-- Opening Marker --

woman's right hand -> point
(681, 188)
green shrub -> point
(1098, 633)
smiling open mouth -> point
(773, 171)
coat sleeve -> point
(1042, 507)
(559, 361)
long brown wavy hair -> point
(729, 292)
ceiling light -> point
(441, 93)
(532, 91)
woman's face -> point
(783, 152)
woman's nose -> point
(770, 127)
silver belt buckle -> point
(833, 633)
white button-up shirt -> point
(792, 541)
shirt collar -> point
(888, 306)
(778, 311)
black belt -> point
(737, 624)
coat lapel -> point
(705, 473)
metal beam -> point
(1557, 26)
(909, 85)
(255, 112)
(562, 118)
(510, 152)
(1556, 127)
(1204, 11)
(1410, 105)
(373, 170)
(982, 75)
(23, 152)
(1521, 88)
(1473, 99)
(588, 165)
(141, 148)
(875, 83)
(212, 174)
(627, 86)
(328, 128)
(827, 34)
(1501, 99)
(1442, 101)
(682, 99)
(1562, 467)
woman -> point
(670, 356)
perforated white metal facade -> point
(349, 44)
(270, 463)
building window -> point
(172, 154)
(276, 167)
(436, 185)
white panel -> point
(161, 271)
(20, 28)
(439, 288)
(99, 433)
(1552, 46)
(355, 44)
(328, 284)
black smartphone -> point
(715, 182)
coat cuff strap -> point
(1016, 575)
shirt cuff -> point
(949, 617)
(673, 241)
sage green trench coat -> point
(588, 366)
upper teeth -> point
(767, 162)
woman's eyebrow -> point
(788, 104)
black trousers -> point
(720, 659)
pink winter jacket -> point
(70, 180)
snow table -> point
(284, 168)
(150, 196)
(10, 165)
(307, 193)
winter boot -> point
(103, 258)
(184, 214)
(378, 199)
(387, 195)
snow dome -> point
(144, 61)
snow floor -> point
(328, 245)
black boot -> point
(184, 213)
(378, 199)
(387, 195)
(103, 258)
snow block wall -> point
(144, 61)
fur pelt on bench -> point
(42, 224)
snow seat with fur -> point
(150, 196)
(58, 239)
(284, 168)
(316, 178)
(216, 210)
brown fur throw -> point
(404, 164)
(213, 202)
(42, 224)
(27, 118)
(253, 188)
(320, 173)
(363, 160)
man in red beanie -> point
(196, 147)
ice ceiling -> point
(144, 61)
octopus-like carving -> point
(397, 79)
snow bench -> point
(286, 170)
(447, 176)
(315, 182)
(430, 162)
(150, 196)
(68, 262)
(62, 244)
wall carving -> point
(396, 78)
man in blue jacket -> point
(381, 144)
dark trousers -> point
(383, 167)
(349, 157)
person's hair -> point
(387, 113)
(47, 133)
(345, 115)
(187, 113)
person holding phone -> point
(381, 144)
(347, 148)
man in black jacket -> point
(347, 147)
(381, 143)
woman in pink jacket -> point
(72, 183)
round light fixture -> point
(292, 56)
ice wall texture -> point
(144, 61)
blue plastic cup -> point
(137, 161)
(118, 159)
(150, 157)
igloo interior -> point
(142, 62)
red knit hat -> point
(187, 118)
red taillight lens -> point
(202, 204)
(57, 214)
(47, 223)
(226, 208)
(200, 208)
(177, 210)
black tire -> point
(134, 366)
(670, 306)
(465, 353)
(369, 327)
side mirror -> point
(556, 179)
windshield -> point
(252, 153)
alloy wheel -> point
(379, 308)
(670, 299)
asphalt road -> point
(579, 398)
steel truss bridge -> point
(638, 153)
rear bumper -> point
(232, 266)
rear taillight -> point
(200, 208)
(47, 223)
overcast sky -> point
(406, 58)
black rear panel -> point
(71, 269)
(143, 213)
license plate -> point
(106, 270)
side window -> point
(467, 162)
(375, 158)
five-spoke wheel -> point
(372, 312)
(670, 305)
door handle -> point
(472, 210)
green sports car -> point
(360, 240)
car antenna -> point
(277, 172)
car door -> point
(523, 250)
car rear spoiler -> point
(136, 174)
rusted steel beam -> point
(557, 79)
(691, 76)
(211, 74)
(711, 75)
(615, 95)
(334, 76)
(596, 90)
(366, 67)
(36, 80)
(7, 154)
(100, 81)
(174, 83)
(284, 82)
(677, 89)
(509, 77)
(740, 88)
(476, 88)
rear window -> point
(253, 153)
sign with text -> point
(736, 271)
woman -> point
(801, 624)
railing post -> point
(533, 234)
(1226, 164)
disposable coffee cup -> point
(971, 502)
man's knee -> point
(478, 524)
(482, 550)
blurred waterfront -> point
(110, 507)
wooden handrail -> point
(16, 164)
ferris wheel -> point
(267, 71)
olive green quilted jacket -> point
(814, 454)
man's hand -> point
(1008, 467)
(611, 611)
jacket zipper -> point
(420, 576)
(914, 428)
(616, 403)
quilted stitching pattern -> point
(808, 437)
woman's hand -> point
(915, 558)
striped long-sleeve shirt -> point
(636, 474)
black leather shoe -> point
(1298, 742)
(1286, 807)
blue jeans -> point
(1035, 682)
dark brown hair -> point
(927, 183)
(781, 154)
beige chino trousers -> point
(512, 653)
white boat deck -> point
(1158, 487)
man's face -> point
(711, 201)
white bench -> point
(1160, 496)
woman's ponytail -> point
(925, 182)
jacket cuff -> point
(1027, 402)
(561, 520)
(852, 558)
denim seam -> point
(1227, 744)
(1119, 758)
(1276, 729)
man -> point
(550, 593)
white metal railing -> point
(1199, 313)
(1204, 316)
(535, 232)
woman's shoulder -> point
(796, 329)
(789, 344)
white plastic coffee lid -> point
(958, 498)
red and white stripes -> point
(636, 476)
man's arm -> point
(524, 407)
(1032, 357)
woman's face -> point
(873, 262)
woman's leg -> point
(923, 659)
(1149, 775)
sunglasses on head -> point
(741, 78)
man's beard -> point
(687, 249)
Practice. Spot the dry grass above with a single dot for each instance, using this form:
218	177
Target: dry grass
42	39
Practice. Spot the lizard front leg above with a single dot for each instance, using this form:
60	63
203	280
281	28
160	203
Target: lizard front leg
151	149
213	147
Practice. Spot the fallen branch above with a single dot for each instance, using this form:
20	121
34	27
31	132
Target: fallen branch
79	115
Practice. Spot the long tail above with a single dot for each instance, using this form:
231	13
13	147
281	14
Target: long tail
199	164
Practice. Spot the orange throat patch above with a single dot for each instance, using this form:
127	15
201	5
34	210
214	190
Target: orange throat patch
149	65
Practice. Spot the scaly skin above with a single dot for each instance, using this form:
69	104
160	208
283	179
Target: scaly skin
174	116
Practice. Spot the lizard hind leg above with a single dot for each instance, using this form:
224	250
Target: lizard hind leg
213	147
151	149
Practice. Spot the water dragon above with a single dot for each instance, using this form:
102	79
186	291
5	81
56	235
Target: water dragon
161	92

-- Closing Marker --

Lines from the one containing "white bench -> point" through the last line of the records, both included, are the only ones to print, each exactly as it is.

white bench -> point
(1160, 496)
woman's ponytail -> point
(925, 182)
jacket cuff -> point
(1027, 402)
(561, 520)
(852, 558)
denim seam -> point
(1227, 744)
(1119, 758)
(1276, 729)
man -> point
(550, 593)
white metal railing -> point
(1199, 313)
(1204, 316)
(535, 232)
woman's shoulder -> point
(796, 329)
(789, 344)
white plastic coffee lid -> point
(958, 498)
red and white stripes -> point
(636, 476)
man's arm -> point
(524, 407)
(1032, 357)
woman's face -> point
(873, 262)
woman's leg -> point
(923, 659)
(1149, 775)
sunglasses on head -> point
(741, 78)
man's beard -> point
(687, 249)
Practice. Spot the dry grass above with a single dot for each instance, using this form:
218	177
Target: dry grass
42	39
Practice. Spot the lizard front leg above with a single dot for each instance, using this form:
60	63
203	280
281	28
160	203
Target: lizard front leg
151	149
213	147
Practice. Spot the fallen branch above with a single dot for each instance, using this form:
20	121
34	27
31	132
Target: fallen branch
79	115
Practice. Spot the long tail above with a single dot for each instance, using this form:
231	13
13	147
281	14
Target: long tail
199	164
Practice. Spot the orange throat patch above with a single dot for each instance, using this form:
127	15
201	5
34	210
214	190
Target: orange throat patch
149	65
Practice. Spot the scaly skin above with a single dot for each instance, using this form:
69	104
160	208
283	179
Target: scaly skin
174	116
Practice. Spot the lizard hind leg above with a single dot for each instance, using this form:
224	250
Target: lizard hind leg
213	147
151	149
Practice. Spot the water dragon above with a single dot for each instance, using this form:
102	79
186	291
5	81
56	235
Target: water dragon
161	92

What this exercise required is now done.